__TEXT SHOWN__.
━━━━━━━━━━━━━━━━━━━━

The tunnel washer concept was first introduced in the 1960s, a time when the laundry industry was undergoing great changes.

In the UK, the idea of continuous wash production was explored by Michael Ross, of Watford Steam Laundry, who installed the Baker Perkins Streamline in 1969.

This was effectively a hollow tube with an Archimedian screw welded down the inside to form a scroll. Its speed was controlled by jacking up the height at the loading end and cycle times varied.

Over the following years a number of manufacturers entered the tunnel washer market and each brought a raft of ideas to improve efficiency and productivity and to reduce total operating costs.

There is now a full list of options that can be incorporated in machine design: single or double skin construction or a mixture of both; top or bottom transfer of the work and fully adjustable water levels in each compartment as well as almost infinite control of the water usage and flow direction.

Most models offer the option of energy recovery and split rinsing is reducing water requirements still further. The market leaders are using detergent systems that require less than 2litres of water per kg of textiles.

The first mainstream tunnel washers were manufactured to take loads of ±35kg and had 13 compartments. This gave them an average output of 910kg (2,000pieces) per hour based on a total 30minutes cycle time.

Slowly the size of the tunnels began to increase from the 35kg unit through 50, 60 and 75kg to the 100kg units now available. The number of compartments rose and machines with up to 18 and even 23 compartments were made and installed.

Cycle times were gradually reduced to 24 – 25minutes as mechanical action increased with large-lifter designs and greater diameters. Machines with output levels now approaching 4,500kg (10,000pieces) per hour are becoming the mainstay of the larger laundries in the textile rental industry.

However, these larger machines began to encounter complications further along the production line. An 18 compartment machine operating on a 24minute cycle time will discharge 100kg of wet, clean work every 80seconds but the extraction units at the end of the washer often required 90seconds or more to achieve the optimum pressure to give the 45% moisture retention levels required.

This is essential not only for efficient use of water but also for efficient drying, especially of terry towels, as drying is the most thermally inefficient stage in the whole laundry line.

Even on a 30minute cycle time, the 18 compartment batch washer discharged a load every 100seconds and therefore membrane presses needed to be improved. They had to be able to achieve pressures of up to 58bar and to do so in a short time – certainly less than the 45seconds often required on the older style membrane presses, which only achieved 27bar.

The increased speed required to achieve optimum pressures in the membrane press also brought its own problems – especially when processing linen with a very high thread count or fabric that retained a lot of the fabric dressing (or warp sizing) that is applied during manufacture.

Such materials are often not very porous and air or water only passes through the material with difficulty. As a result the steep ramp up to high pressure in the membrane press caused larger items, such as sheets, to develop a pattern of small holes. This was caused by the air and water being rapidly forced through the fabric causing it to burst. Slugs of water proved to be a particular problem because water cannot be compressed so pressure on the slug tends to rupture the textile.

Recent developments in tunnel-washer rinsing and in de-watering technology are already starting to solve these problems.

Garment washing tunnels havefor some time used two hydro-extractors instead of one membrane press to solve both creasing and de-watering problems.

The Kannegeisser Jet machine brings the extraction stage into the body of the machine and carries out rinsing here rather than in a separate compartment.

━━━━━━━━━━━━━━━━━━━━

__MATERIAL SUPPLIED__.
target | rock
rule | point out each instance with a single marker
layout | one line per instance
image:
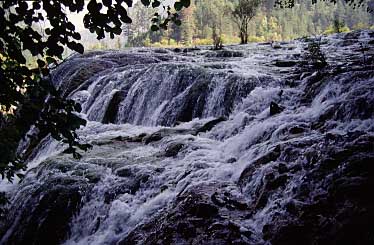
(231, 160)
(225, 54)
(209, 125)
(113, 107)
(276, 45)
(203, 210)
(173, 149)
(286, 63)
(152, 138)
(275, 109)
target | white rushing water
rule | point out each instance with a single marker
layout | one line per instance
(145, 92)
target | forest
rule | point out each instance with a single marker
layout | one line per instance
(271, 23)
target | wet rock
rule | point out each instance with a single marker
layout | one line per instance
(225, 54)
(113, 107)
(286, 63)
(173, 149)
(209, 125)
(203, 210)
(231, 160)
(246, 175)
(275, 109)
(157, 136)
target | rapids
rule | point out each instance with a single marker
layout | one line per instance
(187, 149)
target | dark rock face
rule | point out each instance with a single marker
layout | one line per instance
(199, 216)
(343, 212)
(224, 170)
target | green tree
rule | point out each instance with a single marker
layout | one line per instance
(242, 14)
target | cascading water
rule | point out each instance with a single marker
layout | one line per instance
(187, 151)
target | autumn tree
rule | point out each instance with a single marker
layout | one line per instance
(242, 14)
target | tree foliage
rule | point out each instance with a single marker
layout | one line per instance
(242, 14)
(27, 95)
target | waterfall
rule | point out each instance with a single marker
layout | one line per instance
(186, 149)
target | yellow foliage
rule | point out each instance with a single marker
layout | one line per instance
(204, 41)
(331, 30)
(256, 39)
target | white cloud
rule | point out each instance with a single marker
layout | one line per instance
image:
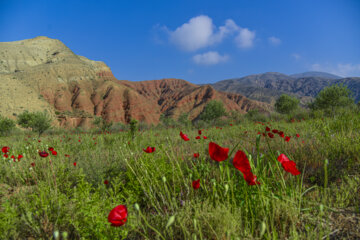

━━━━━━━━━━━━━━━━━━━━

__PROBLEMS TO WORK ON__.
• a. According to the tunnel washer text, who installed the Baker Perkins Streamline in 1969?
• b. Using the tunnel washer text, explain why larger items such as sheets developed a pattern of small holes in the membrane press.

__PER-TASK ANSWERS__.
• a. Michael Ross, of Watford Steam Laundry.

• b. Linen with a very high thread count, or fabric that keeps a lot of its dressing, is not very porous, so air and water pass through it only with difficulty. The steep ramp up to high pressure forced the air and water rapidly through the fabric and caused it to burst. Slugs of water were especially damaging because water cannot be compressed, so pressure on a slug tends to rupture the textile.